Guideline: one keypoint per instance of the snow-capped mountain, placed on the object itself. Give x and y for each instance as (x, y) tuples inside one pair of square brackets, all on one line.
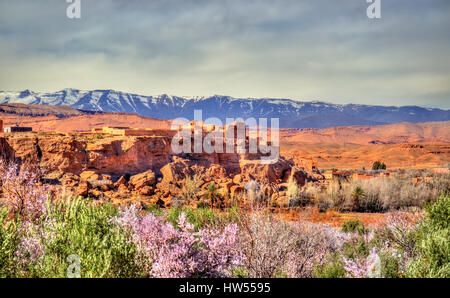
[(292, 113)]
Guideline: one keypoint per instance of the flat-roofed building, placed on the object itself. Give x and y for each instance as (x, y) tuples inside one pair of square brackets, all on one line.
[(12, 129)]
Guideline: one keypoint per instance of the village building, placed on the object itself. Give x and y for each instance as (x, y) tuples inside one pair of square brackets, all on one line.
[(13, 129)]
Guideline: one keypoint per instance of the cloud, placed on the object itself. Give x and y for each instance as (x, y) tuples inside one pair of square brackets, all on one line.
[(324, 50)]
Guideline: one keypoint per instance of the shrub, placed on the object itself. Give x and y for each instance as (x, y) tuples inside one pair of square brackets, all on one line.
[(354, 225), (9, 242), (433, 242), (179, 251), (191, 187), (265, 243), (21, 190), (333, 268), (75, 227), (378, 165)]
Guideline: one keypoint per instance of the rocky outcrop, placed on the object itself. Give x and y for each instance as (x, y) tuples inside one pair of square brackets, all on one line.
[(6, 151), (123, 168)]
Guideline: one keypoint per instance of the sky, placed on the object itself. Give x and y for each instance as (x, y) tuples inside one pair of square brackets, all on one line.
[(325, 50)]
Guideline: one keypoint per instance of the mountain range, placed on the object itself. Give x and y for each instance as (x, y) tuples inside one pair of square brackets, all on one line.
[(292, 113)]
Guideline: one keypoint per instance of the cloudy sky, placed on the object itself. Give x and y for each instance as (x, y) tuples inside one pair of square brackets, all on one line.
[(308, 50)]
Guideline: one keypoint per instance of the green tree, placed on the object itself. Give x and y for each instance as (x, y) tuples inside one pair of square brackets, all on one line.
[(357, 195), (211, 194)]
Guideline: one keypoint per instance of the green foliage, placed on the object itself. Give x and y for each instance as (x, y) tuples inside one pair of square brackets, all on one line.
[(334, 268), (9, 240), (190, 187), (433, 242), (79, 228), (354, 225), (378, 165)]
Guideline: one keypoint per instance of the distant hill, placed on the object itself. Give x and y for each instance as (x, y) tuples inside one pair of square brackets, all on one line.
[(292, 114)]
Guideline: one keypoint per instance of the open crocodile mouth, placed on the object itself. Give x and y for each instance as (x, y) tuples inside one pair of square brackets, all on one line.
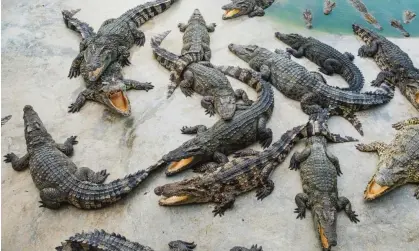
[(231, 13), (173, 200), (374, 190), (119, 101)]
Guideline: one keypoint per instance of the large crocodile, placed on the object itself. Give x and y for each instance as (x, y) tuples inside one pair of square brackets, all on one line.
[(110, 87), (395, 64), (319, 171), (58, 178), (226, 136), (251, 8), (295, 82), (328, 58), (247, 171), (399, 160), (203, 78)]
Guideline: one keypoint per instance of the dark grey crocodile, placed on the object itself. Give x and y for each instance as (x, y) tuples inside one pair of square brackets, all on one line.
[(328, 58), (310, 88), (395, 64), (319, 171), (110, 87), (226, 136), (247, 171), (251, 8), (203, 78), (58, 178)]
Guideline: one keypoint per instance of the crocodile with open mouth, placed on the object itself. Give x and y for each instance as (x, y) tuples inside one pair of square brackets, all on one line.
[(398, 161), (396, 66), (310, 88), (251, 8), (249, 170)]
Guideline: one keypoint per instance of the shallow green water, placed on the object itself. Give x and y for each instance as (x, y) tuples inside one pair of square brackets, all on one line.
[(344, 14)]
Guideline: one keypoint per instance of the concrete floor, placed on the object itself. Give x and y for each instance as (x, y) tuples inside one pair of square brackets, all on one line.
[(37, 51)]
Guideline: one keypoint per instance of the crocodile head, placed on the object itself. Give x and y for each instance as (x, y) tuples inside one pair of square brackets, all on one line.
[(293, 40), (98, 58), (35, 131), (113, 95), (238, 8), (324, 217), (189, 154), (183, 192)]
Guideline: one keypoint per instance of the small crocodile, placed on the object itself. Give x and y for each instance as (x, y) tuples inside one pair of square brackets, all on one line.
[(310, 88), (226, 136), (319, 171), (308, 18), (5, 119), (251, 8), (395, 64), (398, 25), (110, 88), (328, 6), (360, 6), (218, 95), (399, 160), (408, 16), (58, 178), (328, 58), (99, 240), (247, 171)]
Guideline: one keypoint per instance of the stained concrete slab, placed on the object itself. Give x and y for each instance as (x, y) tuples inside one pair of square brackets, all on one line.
[(37, 51)]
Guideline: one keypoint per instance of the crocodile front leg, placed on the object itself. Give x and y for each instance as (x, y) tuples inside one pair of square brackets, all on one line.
[(51, 198), (368, 50), (264, 134), (67, 147), (298, 157), (81, 100), (301, 200), (18, 164), (226, 201), (87, 174), (345, 204)]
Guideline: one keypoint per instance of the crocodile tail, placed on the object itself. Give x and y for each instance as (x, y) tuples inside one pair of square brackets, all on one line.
[(76, 25), (87, 195), (98, 240), (247, 76), (144, 12)]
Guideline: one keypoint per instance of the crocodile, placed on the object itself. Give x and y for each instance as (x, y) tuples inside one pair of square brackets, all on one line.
[(212, 145), (113, 40), (395, 64), (247, 171), (110, 88), (308, 18), (319, 169), (310, 88), (251, 8), (100, 240), (328, 58), (398, 25), (398, 161), (360, 7), (218, 95), (5, 119), (328, 6), (408, 16), (58, 178)]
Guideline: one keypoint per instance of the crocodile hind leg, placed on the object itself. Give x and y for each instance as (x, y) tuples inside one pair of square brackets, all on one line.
[(51, 198), (87, 174), (264, 134), (345, 204), (67, 147), (18, 164)]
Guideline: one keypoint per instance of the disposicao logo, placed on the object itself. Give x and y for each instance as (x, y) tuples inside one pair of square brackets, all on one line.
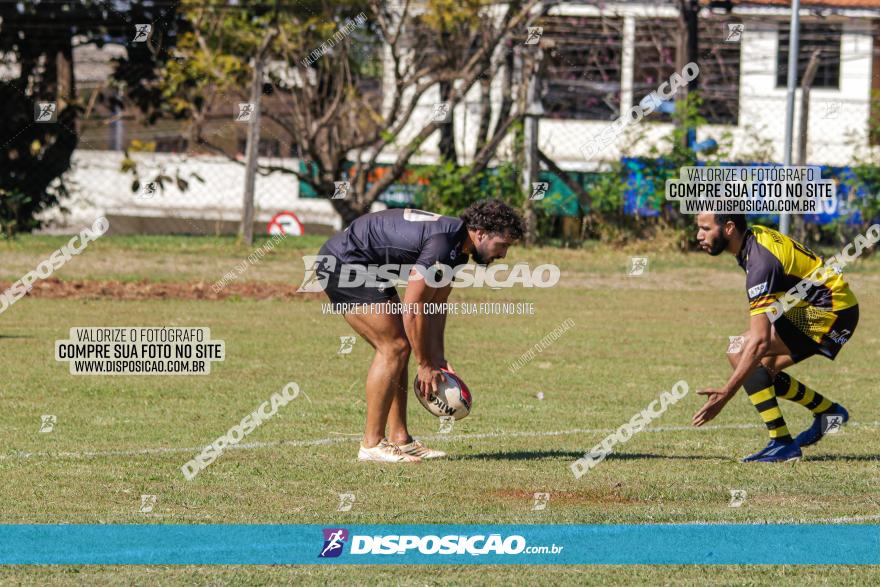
[(334, 539)]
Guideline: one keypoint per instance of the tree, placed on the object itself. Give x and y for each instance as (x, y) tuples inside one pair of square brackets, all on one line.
[(37, 41)]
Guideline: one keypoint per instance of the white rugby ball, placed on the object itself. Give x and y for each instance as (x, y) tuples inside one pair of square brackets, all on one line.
[(453, 398)]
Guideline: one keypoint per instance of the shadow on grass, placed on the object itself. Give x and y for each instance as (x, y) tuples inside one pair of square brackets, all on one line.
[(842, 458), (572, 455)]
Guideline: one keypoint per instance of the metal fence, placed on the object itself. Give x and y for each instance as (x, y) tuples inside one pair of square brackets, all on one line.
[(598, 62)]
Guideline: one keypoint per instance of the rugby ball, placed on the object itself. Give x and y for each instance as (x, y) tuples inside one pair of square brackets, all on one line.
[(453, 398)]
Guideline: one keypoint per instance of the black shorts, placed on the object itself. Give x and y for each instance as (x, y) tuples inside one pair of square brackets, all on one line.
[(362, 294), (833, 329)]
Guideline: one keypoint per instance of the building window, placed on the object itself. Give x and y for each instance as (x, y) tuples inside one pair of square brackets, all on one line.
[(171, 144), (268, 147), (718, 82), (825, 37), (583, 56)]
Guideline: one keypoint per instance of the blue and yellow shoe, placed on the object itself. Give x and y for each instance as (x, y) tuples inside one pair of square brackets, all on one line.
[(822, 425), (776, 451)]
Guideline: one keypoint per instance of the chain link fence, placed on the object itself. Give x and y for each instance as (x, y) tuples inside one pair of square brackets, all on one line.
[(597, 62)]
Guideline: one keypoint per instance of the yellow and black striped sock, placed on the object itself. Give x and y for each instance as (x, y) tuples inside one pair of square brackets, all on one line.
[(762, 394), (787, 387)]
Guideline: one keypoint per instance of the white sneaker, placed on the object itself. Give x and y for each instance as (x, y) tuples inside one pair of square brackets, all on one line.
[(417, 449), (386, 452)]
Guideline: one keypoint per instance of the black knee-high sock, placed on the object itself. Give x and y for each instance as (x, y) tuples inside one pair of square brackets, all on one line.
[(762, 394)]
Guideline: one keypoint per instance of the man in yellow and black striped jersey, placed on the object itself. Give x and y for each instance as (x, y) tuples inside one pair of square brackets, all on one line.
[(820, 323)]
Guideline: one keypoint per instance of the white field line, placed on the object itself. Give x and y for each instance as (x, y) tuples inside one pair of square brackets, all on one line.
[(353, 438)]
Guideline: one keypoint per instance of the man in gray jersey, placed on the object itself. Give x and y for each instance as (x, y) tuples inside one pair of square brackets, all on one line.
[(421, 240)]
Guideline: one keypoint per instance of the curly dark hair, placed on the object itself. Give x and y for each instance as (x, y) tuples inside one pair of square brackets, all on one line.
[(495, 217)]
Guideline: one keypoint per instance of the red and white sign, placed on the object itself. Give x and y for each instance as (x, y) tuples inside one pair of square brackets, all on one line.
[(285, 223)]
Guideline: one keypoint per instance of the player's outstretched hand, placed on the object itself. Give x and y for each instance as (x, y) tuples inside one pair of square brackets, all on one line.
[(430, 376), (715, 402)]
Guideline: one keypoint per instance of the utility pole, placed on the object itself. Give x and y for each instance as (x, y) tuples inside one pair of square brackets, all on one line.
[(793, 50)]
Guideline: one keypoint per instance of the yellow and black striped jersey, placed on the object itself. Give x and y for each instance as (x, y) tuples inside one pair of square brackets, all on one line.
[(774, 264)]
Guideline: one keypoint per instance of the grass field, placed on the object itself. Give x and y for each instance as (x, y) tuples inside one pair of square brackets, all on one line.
[(118, 437)]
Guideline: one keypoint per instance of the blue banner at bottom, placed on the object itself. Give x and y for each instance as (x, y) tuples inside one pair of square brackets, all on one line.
[(697, 544)]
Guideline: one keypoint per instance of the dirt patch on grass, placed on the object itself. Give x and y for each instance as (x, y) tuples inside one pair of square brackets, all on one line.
[(54, 288)]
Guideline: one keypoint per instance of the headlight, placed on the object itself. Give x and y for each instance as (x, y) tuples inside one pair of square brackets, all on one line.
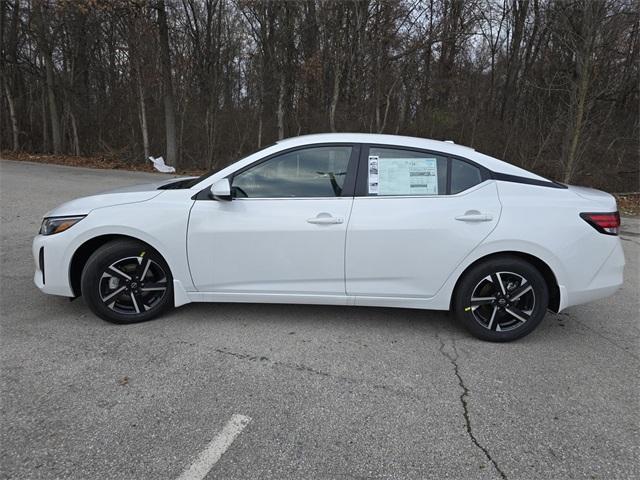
[(53, 225)]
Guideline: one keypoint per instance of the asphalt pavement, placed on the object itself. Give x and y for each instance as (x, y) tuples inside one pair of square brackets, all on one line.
[(325, 392)]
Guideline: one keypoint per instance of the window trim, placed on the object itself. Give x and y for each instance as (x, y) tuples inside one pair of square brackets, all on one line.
[(347, 188), (362, 188)]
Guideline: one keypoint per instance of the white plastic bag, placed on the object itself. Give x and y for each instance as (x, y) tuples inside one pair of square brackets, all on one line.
[(159, 165)]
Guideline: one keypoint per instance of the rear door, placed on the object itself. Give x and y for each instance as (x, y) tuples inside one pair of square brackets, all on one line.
[(415, 217)]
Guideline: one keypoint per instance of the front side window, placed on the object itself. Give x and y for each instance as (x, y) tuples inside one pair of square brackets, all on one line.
[(309, 172), (405, 172)]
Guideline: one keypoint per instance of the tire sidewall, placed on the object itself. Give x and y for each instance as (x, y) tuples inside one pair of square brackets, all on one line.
[(107, 255), (471, 279)]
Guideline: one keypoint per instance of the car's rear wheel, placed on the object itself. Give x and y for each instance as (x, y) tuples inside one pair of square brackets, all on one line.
[(125, 281), (501, 299)]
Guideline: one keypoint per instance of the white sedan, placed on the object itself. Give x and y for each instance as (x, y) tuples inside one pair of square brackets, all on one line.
[(341, 219)]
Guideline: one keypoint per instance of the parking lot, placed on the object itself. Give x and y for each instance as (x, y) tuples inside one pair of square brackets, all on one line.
[(322, 392)]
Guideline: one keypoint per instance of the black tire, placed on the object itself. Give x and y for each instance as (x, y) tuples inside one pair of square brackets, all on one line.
[(146, 293), (490, 303)]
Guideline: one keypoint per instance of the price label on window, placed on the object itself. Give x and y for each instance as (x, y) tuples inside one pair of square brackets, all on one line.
[(403, 176)]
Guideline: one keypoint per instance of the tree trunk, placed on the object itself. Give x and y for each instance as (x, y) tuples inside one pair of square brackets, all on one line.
[(167, 83), (56, 134), (280, 112), (13, 118), (143, 116), (584, 41), (74, 132), (45, 51), (334, 99), (45, 127)]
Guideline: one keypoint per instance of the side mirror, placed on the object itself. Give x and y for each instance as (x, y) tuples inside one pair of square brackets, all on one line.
[(221, 190)]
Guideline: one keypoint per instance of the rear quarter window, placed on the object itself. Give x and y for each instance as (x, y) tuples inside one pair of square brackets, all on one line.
[(463, 176)]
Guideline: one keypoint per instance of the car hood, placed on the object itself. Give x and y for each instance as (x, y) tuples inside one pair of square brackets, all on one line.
[(119, 196)]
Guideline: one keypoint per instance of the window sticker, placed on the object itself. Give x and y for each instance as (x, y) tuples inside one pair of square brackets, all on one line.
[(373, 174), (403, 176)]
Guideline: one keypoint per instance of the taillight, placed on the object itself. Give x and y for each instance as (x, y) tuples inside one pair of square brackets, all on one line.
[(608, 223)]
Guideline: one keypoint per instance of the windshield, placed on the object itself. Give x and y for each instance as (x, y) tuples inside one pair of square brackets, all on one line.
[(187, 182)]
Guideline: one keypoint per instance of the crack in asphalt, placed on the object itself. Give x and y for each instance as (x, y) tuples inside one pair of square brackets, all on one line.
[(453, 359), (263, 360)]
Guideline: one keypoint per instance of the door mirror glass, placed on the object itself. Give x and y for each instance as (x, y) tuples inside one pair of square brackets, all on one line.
[(221, 190)]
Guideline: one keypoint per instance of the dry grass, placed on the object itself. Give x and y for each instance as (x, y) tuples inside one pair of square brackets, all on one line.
[(102, 161)]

++++++++++++++++++++

Please copy the items above, unchanged, from the line with "Guideline: one keypoint per instance of the black tire, placed" to the line with "[(373, 174), (403, 176)]", including both of those lines.

Right answer =>
Guideline: one keypoint per instance of the black tire, placed on the object itself. Give x and y for each instance as (x, y) tuples inside one pair of square brackets, all on one line.
[(146, 293), (490, 303)]
Guideline: one keypoint per instance of the price label on window, placed on the object itself. Give x and y for each instance as (x, y) tuples inside one pair of square brackets, all on one line.
[(403, 176)]
Guideline: one keypoint per instance of the tree trunk, placed on the object itself. Give x and y for each instance as (x, y) tuples inside one pair of square brackets, all on one line.
[(167, 83), (56, 134), (280, 112), (13, 118), (143, 116), (584, 41), (74, 132), (45, 51), (334, 99), (45, 127)]
Guideline: one keypoint per instance of the side mirror, placed on the object itself. Give x and y for each instance as (x, y) tuples inside one pair of square brackets, all on one line.
[(221, 190)]
Guideline: one keypoint per instance of the rear quarter window, placed on the object itself. Give x and y for each instance as (x, y) tuples inside one pair of square brackets, all on one line.
[(463, 176)]
Guideline: one keypoint per instance of the car hood, placed on the object itself. Give x and y for each instance as (x, y) tuples inside one pair of square brackets, all on one line.
[(119, 196)]
Guideline: one keypoint per instance of the window sticker, placed on the object itself. Give x and y for each instance as (x, y) tuples inside one pair of square brackets, all on one line.
[(373, 174), (403, 176)]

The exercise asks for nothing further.